Short exercise » Recast all of the records below as a Markdown table with two columns, Row and Line. Put a row number and one line in each table row, and omit blank lines.

(Rows from a dataset)
======
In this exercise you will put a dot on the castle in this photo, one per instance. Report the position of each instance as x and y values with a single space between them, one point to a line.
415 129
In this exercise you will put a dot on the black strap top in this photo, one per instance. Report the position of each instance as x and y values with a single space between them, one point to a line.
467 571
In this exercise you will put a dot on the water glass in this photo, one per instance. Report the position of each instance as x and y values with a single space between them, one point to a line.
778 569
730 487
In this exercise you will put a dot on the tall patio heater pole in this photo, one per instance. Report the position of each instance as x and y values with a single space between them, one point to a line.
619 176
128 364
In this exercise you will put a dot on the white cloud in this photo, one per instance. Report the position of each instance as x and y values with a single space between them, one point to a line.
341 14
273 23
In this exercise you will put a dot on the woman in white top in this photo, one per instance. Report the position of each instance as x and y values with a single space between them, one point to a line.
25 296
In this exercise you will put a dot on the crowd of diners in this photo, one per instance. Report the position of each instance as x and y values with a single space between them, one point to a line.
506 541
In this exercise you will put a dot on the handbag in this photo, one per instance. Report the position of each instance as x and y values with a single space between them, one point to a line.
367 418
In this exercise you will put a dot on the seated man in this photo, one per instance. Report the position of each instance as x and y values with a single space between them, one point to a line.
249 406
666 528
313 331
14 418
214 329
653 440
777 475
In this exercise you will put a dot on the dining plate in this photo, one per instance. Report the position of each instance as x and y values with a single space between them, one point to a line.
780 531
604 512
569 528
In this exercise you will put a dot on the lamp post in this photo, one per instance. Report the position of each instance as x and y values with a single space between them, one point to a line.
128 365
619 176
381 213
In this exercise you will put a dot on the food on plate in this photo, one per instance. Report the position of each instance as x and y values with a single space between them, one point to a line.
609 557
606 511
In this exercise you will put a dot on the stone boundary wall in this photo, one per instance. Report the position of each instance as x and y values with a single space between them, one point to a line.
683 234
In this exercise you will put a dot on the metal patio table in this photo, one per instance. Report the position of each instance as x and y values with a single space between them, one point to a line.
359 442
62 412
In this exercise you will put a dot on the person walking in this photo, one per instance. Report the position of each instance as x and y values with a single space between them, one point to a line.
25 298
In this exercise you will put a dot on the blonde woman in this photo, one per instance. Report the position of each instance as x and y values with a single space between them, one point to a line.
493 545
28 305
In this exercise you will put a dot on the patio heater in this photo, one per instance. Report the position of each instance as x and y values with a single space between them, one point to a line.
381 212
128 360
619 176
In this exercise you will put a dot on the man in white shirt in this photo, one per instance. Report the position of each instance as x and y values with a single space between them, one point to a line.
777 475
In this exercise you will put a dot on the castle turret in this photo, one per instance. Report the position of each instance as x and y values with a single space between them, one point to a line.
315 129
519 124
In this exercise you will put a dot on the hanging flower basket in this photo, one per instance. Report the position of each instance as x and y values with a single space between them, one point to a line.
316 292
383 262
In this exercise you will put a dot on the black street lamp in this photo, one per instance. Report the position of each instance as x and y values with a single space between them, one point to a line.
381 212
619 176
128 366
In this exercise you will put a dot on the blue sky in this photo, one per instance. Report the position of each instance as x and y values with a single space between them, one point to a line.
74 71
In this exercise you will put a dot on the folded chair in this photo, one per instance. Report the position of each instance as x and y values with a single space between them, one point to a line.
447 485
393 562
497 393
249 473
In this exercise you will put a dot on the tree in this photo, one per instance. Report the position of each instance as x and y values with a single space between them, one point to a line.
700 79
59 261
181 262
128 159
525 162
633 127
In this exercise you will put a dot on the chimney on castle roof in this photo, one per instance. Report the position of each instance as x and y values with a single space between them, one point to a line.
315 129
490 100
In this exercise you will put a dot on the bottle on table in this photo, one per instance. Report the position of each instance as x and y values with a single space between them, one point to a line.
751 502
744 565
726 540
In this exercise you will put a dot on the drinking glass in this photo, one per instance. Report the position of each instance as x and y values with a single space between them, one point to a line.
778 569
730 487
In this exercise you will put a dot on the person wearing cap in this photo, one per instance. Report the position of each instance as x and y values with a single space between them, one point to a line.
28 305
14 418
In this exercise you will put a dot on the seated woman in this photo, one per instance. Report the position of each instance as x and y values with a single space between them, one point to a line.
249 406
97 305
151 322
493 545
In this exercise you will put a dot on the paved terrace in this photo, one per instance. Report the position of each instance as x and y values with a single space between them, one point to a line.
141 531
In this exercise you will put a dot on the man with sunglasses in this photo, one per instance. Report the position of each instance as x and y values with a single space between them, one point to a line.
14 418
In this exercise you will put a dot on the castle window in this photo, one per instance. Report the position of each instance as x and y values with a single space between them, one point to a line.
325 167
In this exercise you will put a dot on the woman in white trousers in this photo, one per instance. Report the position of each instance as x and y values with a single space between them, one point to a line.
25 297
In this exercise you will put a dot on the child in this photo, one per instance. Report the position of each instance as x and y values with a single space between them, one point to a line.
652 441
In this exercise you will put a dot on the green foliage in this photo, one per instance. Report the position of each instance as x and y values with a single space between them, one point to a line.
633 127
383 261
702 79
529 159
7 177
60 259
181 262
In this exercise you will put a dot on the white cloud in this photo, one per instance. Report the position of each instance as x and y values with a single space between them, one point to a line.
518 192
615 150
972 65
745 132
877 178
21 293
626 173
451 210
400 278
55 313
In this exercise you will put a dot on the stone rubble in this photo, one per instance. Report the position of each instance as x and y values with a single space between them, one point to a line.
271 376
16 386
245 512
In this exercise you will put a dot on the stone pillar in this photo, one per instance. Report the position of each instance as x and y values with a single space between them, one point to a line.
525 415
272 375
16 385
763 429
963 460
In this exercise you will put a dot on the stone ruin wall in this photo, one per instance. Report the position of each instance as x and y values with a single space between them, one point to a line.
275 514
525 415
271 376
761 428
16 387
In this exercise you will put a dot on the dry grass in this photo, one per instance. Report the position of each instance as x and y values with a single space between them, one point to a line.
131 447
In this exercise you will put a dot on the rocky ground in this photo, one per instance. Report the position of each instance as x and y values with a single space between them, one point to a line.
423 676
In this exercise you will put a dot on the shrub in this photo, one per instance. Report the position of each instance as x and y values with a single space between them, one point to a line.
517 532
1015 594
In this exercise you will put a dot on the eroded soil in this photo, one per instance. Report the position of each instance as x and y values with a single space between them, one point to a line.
======
Task result »
| Row | Line |
|---|---|
| 1 | In this exercise you will put a dot on the castle in this photo, one per instance. Report the position of each instance as x and y values with a single space between them, one point to a line. |
| 2 | 415 129 |
| 3 | In this exercise you will put a dot on the black strap top in this photo, one per instance. Report the position of each instance as x and y values with a single space between them, one point to a line. |
| 4 | 467 571 |
| 5 | In this exercise you will put a dot on the water glass in this photo, one per instance. Report the position of each instance as x and y values with a single space between them, one point to a line. |
| 6 | 778 569 |
| 7 | 730 487 |
| 8 | In this exercise you will put a dot on the tall patio heater pole in this photo, one per instance. Report the position of each instance as x and y values with a single space between them, one point to a line. |
| 9 | 619 176 |
| 10 | 128 364 |
| 11 | In this exercise you will put a dot on the white cloud in this photo, one per instance. Report the position of each instance as x and y values with a single space between them, one point to a line. |
| 12 | 341 14 |
| 13 | 273 23 |
| 14 | In this exercise you will put a dot on the woman in white top in this photo, one per instance. Report the position of each instance as x and y values with a single space between them, one point to a line. |
| 15 | 25 296 |
| 16 | In this exercise you will put a dot on the crowd of diners in this photo, one per instance. Report the position of each instance as x and y values with a single space between them, one point to a line. |
| 17 | 506 541 |
| 18 | In this exercise you will put a dot on the handbag in this photo, one per instance. Report the position of each instance as x and y values with a single space between them, one point to a line. |
| 19 | 367 418 |
| 20 | In this exercise you will put a dot on the seated man in this photo, one per instance. Report the position of each instance as x and y values with a single space between them, one point to a line. |
| 21 | 249 406 |
| 22 | 666 528 |
| 23 | 313 331 |
| 24 | 14 418 |
| 25 | 214 329 |
| 26 | 653 440 |
| 27 | 777 475 |
| 28 | In this exercise you will put a dot on the dining plate in this photo, one per instance. Report the position of each instance as x and y values with a single space between them, one point to a line. |
| 29 | 780 531 |
| 30 | 604 512 |
| 31 | 569 528 |
| 32 | In this exercise you will put a dot on the lamp post in this photo, one per instance. Report the position of each instance as x and y values with a single space between them, one point to a line. |
| 33 | 128 365 |
| 34 | 619 176 |
| 35 | 381 213 |
| 36 | In this exercise you will put a dot on the food on plate in this photo, one per instance. Report the position of each instance as x and y values with a single space between them, one point to a line. |
| 37 | 609 557 |
| 38 | 606 511 |
| 39 | In this exercise you will put a dot on the stone boundary wall in this photo, one per instance. Report the position of each instance as x and y values with a single space between them, one point to a line. |
| 40 | 683 234 |
| 41 | In this exercise you will put a dot on the metal patio table in this photo, one per instance. Report the position of each instance as x and y values with a single space between them, one point to a line. |
| 42 | 359 442 |
| 43 | 62 412 |
| 44 | In this exercise you will put a dot on the person walking in this photo, one per instance. Report the position of each instance as x and y values with a single space between them, one point to a line. |
| 45 | 25 298 |
| 46 | In this exercise you will put a dot on the blonde woman in this photo, one per instance. Report the position of each instance as x and y values with a single space between them, one point to a line. |
| 47 | 493 545 |
| 48 | 28 305 |
| 49 | In this exercise you will put a dot on the patio heater in this photo, one per instance. Report the position of each instance as x and y values with a single space between them, one point to a line. |
| 50 | 381 212 |
| 51 | 128 360 |
| 52 | 619 176 |
| 53 | In this exercise you will put a dot on the man in white shirt in this photo, one per instance. Report the position of each instance as x and y values with a single space between them, one point to a line. |
| 54 | 777 475 |
| 55 | In this exercise you will put a dot on the castle turret in this photo, one per instance. Report the position of each instance as x and y values with a single space between them, one point to a line. |
| 56 | 315 129 |
| 57 | 519 124 |
| 58 | In this exercise you will put a dot on the hanging flower basket in this photo, one per instance. Report the position of each instance as x and y values with a single space between them, one point to a line. |
| 59 | 316 292 |
| 60 | 383 262 |
| 61 | In this exercise you will put a dot on the black street lamp in this photo, one per instance. Report the position of each instance as x and y values with a single space between them, one point to a line. |
| 62 | 381 212 |
| 63 | 619 176 |
| 64 | 128 366 |
| 65 | In this exercise you will put a dot on the blue sky in this photo, one per instance. Report the position of each instance as x and y values with a single space between them, one point to a line. |
| 66 | 74 71 |
| 67 | In this exercise you will put a dot on the folded chair in this photo, one per instance. Report the position of each instance as x and y values with a single space between them, one point to a line. |
| 68 | 447 485 |
| 69 | 393 562 |
| 70 | 497 393 |
| 71 | 249 473 |
| 72 | In this exercise you will put a dot on the tree in this photo, one per instance. Report the position of each instance as x and y values with a single space between them, one point to a line. |
| 73 | 700 79 |
| 74 | 59 261 |
| 75 | 181 262 |
| 76 | 128 159 |
| 77 | 525 162 |
| 78 | 633 127 |
| 79 | In this exercise you will put a dot on the chimney on castle roof in this photo, one per instance. Report the position of each instance as x and y values with a single space between them, one point to a line. |
| 80 | 315 129 |
| 81 | 490 100 |
| 82 | In this exercise you will put a dot on the bottle on table in this photo, one per instance. Report the position of each instance as x and y values with a single space between them, one point to a line. |
| 83 | 751 502 |
| 84 | 744 565 |
| 85 | 726 540 |
| 86 | In this exercise you will put a dot on the drinking glass in this photo, one per instance. Report the position of each instance as x and y values with a single space between them, one point to a line. |
| 87 | 778 569 |
| 88 | 730 487 |
| 89 | In this exercise you will put a dot on the person wearing cap in this photo, one per instance. Report the position of each instance as x and y values with a single space between them, one point to a line. |
| 90 | 28 305 |
| 91 | 14 418 |
| 92 | In this exercise you will put a dot on the seated woman in this photo, one per instance. Report the position of each instance as x and y values with a single space between them, one point to a line. |
| 93 | 249 406 |
| 94 | 97 305 |
| 95 | 151 322 |
| 96 | 493 545 |
| 97 | In this exercise you will put a dot on the paved terrace in this photo, one per instance. Report the position of each instance as x and y values with a single space between them, one point to a line. |
| 98 | 141 531 |
| 99 | In this exercise you will put a dot on the man with sunglasses in this photo, one per instance. Report the position of each instance as x and y values with a single space between them, one point to a line. |
| 100 | 14 418 |
| 101 | In this exercise you will put a dot on the castle window in this photo, one per instance. Report the position of each instance as x and y values with a single space between them, one point to a line. |
| 102 | 325 167 |
| 103 | In this exercise you will put a dot on the woman in white trousers in this photo, one per instance. Report the position of each instance as x and y values with a single space between them, one point to a line. |
| 104 | 25 297 |
| 105 | In this exercise you will put a dot on the child in this photo, one per instance. Report the position of each instance as x and y values with a single space between them, one point to a line. |
| 106 | 652 441 |
| 107 | In this exercise you will put a dot on the green foliage in this photo, one per instance. Report the position of each instance as x and y values with a single space between them, one point to a line. |
| 108 | 633 127 |
| 109 | 383 261 |
| 110 | 702 79 |
| 111 | 529 159 |
| 112 | 7 177 |
| 113 | 60 259 |
| 114 | 181 262 |
| 115 | In this exercise you will put a dot on the white cloud in this photo, one per instance. Report the position of each instance as x and y values with a single space between them, one point to a line. |
| 116 | 518 192 |
| 117 | 615 150 |
| 118 | 972 65 |
| 119 | 745 132 |
| 120 | 877 178 |
| 121 | 21 293 |
| 122 | 626 173 |
| 123 | 451 210 |
| 124 | 400 278 |
| 125 | 55 313 |
| 126 | In this exercise you will put a dot on the stone rubble in this photo, one per instance. Report the position of each instance as x and y values with a single space between them, one point to a line. |
| 127 | 271 376 |
| 128 | 16 386 |
| 129 | 245 512 |
| 130 | In this exercise you will put a dot on the stone pillar in this photo, one per instance. Report the position of each instance as x and y values with a single space between them, one point to a line. |
| 131 | 525 415 |
| 132 | 272 375 |
| 133 | 16 385 |
| 134 | 763 429 |
| 135 | 963 460 |
| 136 | In this exercise you will put a dot on the stone ruin wall in this photo, one per instance. Report the position of each instance as x and y values with a single space between them, one point to a line. |
| 137 | 275 514 |
| 138 | 525 415 |
| 139 | 271 376 |
| 140 | 761 428 |
| 141 | 16 387 |
| 142 | In this exercise you will put a dot on the dry grass in this photo, one per instance. Report the position of each instance as x and y values with a single space between them, one point to a line. |
| 143 | 131 447 |
| 144 | In this exercise you will put a dot on the rocky ground in this photo, one per instance. Report the position of each instance as x and y values with a single space between them, one point to a line. |
| 145 | 423 676 |
| 146 | In this exercise you will put a dot on the shrub in this photo, one per instance. Report the position of each instance as x and y values with a single space between them, one point to a line. |
| 147 | 517 532 |
| 148 | 1015 594 |
| 149 | In this exercise you will put a dot on the eroded soil in this photo, one per instance. Report the position of each instance as x and y values with a single space between them, one point to a line. |